- **Given instruction**
Beginning with the line where "Could you point out the suit lapel" appears, restate the lines word for word through the last one in the listing.
##### Dataset content
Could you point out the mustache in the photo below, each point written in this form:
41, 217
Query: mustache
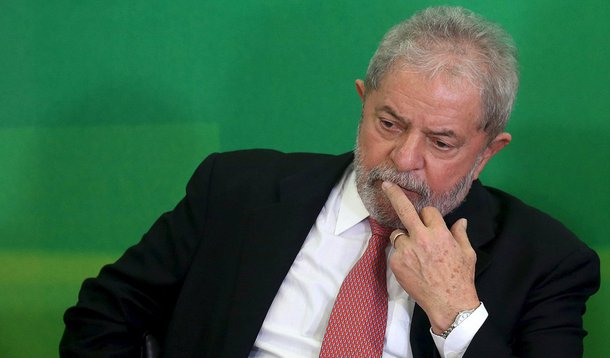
406, 180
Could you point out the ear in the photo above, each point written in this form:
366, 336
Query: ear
360, 89
499, 142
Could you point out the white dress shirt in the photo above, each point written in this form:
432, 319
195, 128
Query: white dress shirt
297, 318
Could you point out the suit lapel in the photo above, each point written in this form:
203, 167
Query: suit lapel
275, 236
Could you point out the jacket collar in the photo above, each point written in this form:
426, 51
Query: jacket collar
275, 235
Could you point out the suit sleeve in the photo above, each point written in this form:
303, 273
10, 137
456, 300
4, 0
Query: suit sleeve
550, 323
135, 295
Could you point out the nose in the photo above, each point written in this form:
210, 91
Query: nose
408, 154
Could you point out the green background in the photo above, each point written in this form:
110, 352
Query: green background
106, 108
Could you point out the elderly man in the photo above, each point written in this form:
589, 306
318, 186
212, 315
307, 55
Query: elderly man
##########
- **Output below**
Could you point out the suit lapel in the photo above, each point written in this form:
203, 167
Query: suit lapel
275, 236
Could you point out the jacket collar in the photo above, each point written in this form:
426, 51
Query: jacket collar
275, 235
Could you point out the suit sleeve in the photo above, each point written in this form:
303, 273
10, 137
456, 300
4, 0
Query: suit sleeve
550, 323
135, 295
Could you point out the nose in the photo above, each point written in this form:
210, 91
Query: nose
408, 154
Could you point out the green background in the photo above, each point written in this form:
110, 352
Query: green background
106, 108
Could you point out the elderly man in the photo above, each point written in this form:
589, 306
318, 186
212, 315
307, 55
Query: elderly man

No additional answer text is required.